### Problems
A. In the thread about 32TB hard drives, why does one commenter reject the Wikipedia figure of about 30 MB for 1980 as evidence that a 40MB drive in 1982 was not unusual?
B. Continue the thread about 32TB hard drives from its final comment.

### Extract
----

32TB hard drives are incoming according to Toshiba

alessandro@lemmy.ca · 7 months ago

32TB hard drives are incoming according to Toshiba

Dr. Wesker@lemmy.sdf.org · edit-2 7 months ago

Finally, a hard drive with the capacity to install more than 2 AAA game titles at once.

LoamImprovement@beehaw.org · 7 months ago

But can it handle AAAA games?

WanderingCat@lemm.ee · 7 months ago

Yes cause they’re smaller

Techognito@lemmy.world · 7 months ago

This is obviously just in preparation for future AAA game sizes

Ulrich_the_Old@lemmy.ca · 7 months ago

When I bought my first PC about 1982. The seller told me that I would never live long enough to fill up the 10MB drive. I still bought the 40MB drive and it was still too small.

Couldbealeotard@lemmy.world · edit-2 7 months ago

I remember getting a 2 GB hard drive and thinking I’ll never be able to fill it up. Now I have video files more then 10 times that size

emptiestplace@lemmy.ml · 7 months ago

I think you might be off by a few years at least, a 40MB drive in 1982 would’ve been incredibly uncommon.

Dasus@lemmy.world · 7 months ago

Idk man.

In the 1980s 8-inch drives used with some mid-range systems increased from a low of about 30 MB in 1980, to a top-of-the-line 3 GB in 1989.

https://en.m.wikipedia.org/wiki/History_of_hard_disk_drives

Seems like 30MB wasn’t horribly uncommon in “mid-range systems” in 1980, so I doubt that 40MB in 1982 would’ve been “incredibly uncommon.”

But I’ve no personal experience from the time.

emptiestplace@lemmy.ml · 7 months ago

“Mid-range systems” is not referring to personal computers. “8-inch drives” is another clue.

Dasus@lemmy.world · 7 months ago

True, he did say PC, fair enough.

Ulrich_the_Old@lemmy.ca · 7 months ago

It is possible that I might be slightly mistaken over something unimportant that happened 40 years ago. Yes it is possible.

Delusional@lemmy.world · 7 months ago

Awesome can’t wait til they’re cheap so I can replace my many hard drives with just one much larger one.

fuckwit_mcbumcrumble@lemmy.dbzer0.com · 7 months ago

Make sure you buy two of them so you’ve got a backup. I’m uncomfortable storing 16TB worth of data on one drive, no way am I putting 32TB of anything I give a shit about onto one drive.

meteokr@community.adiquaints.moe · 7 months ago

If you have 20TB of data to store, a single drive is safer than splitting it across multiple drives. Few point of failure in total.

prettybunnys@sh.itjust.works · edit-2 7 months ago

If you are storing your own data a single drive is asking to lose all your data.

3 2 1 for all your important data.

𝕽𝖚𝖆𝖎𝖉𝖍𝖗𝖎𝖌𝖍@midwest.social · 7 months ago

RAID6, my person. RAID6.

Sorse@discuss.tchncs.de · 7 months ago

RAID is not a backup.

𝕽𝖚𝖆𝖎𝖉𝖍𝖗𝖎𝖌𝖍@midwest.social · 7 months ago

It is not. But backups are also not RAID.

lud@lemm.ee · edit-2 7 months ago

Yes, obviously.

You need backups. RAID or something similar is only necessary if you need redundancy which is most often not as necessary compared to loosing all your data.

jws_shadotak@sh.itjust.works · 7 months ago

RAID6 only works if the machine is working fine. If something happens that toasts the whole thing then you’re fucked unless you have a backup offsite.

----

### Provided information
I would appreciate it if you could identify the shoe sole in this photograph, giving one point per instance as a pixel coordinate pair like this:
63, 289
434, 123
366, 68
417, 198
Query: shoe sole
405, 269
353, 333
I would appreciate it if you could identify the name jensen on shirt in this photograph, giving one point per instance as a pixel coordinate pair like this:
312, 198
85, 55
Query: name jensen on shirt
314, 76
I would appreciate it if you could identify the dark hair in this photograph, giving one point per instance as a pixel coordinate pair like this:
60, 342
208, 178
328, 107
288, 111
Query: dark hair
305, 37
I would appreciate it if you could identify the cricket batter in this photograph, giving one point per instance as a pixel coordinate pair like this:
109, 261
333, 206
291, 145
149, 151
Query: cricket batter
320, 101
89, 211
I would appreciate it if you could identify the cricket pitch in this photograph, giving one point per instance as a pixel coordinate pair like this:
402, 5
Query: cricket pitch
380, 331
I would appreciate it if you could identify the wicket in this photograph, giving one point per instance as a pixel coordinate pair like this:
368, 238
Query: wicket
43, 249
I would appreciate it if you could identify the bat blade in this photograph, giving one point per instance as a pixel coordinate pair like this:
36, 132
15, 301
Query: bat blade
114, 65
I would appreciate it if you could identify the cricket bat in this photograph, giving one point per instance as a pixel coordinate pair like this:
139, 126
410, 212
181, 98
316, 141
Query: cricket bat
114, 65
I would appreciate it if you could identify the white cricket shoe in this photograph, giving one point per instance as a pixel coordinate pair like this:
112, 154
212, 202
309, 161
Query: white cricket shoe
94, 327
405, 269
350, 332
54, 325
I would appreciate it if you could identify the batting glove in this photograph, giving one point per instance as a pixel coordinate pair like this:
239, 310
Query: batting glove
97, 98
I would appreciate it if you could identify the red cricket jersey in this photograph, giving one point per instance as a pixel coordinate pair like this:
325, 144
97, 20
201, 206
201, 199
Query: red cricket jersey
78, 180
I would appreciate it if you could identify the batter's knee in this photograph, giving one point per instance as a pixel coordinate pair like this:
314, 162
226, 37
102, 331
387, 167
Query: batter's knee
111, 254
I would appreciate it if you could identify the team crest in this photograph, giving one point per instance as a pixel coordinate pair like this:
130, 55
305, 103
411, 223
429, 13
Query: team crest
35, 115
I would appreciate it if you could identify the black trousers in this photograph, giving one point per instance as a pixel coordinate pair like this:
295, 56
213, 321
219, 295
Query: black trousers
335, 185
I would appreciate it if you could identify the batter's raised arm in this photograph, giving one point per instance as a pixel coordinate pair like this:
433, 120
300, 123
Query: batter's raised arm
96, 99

----

### Outputs by task
A. The figure describes "mid-range systems," which are not personal computers, and the mention of "8-inch drives" is another sign of that. Since the original buyer said he got a PC, the figure doesn't apply, and Dasus concedes the point.

B.
𝕽𝖚𝖆𝖎𝖉𝖍𝖗𝖎𝖌𝖍@midwest.social · 7 months ago

Backups are important, but we were talking about drive failures. Backups help when you screw up the data; RAID6 helps when drives go bad. If you don’t trust the hardware, RAID.

Backups only means you’re down until you restore; RAID5/6 means you stay up.

jws_shadotak@sh.itjust.works · 7 months ago

Right, but he was talking about the 3 2 1 rule and you recommended RAID6.

three@lemm.ee · edit-2 7 months ago

RAID is not a backup.

meteokr@community.adiquaints.moe · 7 months ago

Reducing the number of drives you are running, reduces the risk of losing data. Do you disagree?

shalafi@lemmy.world · 7 months ago

Depends entirely on the config. RAID 0? Higher risk. RAID 1? Lower risk.

I run RAID 0 on a couple of external USB drives with a full backup on Google and locally. No worries.

meteokr@community.adiquaints.moe · 7 months ago

The amount of risk of drives failing is not dependent of your raid config at all. ignoring excessive duty cycling. I believe you are misunderstanding the point I was making in my original reply. I’m claiming that these 32TB drives will reduce your risk of losing data than by raiding 2 16TB drives, given the same failure rate.

I’m uncomfortable storing 16TB worth of data on one drive

Example you have 20TB of data. What is safer?

2 16TB drives in raid0
1 32TB drive

This is completely irrelevant to your backup solution. You should have backups, of course, but I don’t see how that factors into my point? You have to put the data somewhere, and then back it up, where do you put it? I will always put it on as few physical drives as possible, to minimize the risk of drive failure over time so I don’t have to restore/re-stripe as often.

RecluseRamble@lemmy.dbzer0.com · 7 months ago

I’m claiming that these 32TB drives will reduce your risk of losing data than by raiding 2 16TB drives, given the same failure rate.

Assuming the probability of failure is the same, you’re right, running two drives doubles the risk of a drive failing.

However, if your single 32 TB drive fails, all data is gone and you have to rely on backup. If one of the 16 TB drives fails, you replace it and the RAID restores the data with much less hassle.

Both 16 TB drives failing at once is negligible (however, the RAID controller might).

RecluseRamble@lemmy.dbzer0.com · 7 months ago

It seems you never had a HDD die on you.

meteokr@community.adiquaints.moe · 7 months ago

You misunderstand my claim.

prettybunnys@sh.itjust.works · 7 months ago

You misunderstand the intent then.

Why would anyone back up data in the manner you’re saying? That’s dumb.

Don’t split the data across multiple logical locations, keep it logically contained. A raid designed for availability is better than a single external hard drive but that isn’t what is being talked about.

3 2 1 means keeping multiple copies of the SAME data on multiple media types in multiple locations so you remove a single point of failure.

emptiestplace@lemmy.ml · 7 months ago

You are not ready to be lecturing on this topic.

XEAL@lemm.ee · 7 months ago

This single point of failure equals to putting all of your eggs in the same basket.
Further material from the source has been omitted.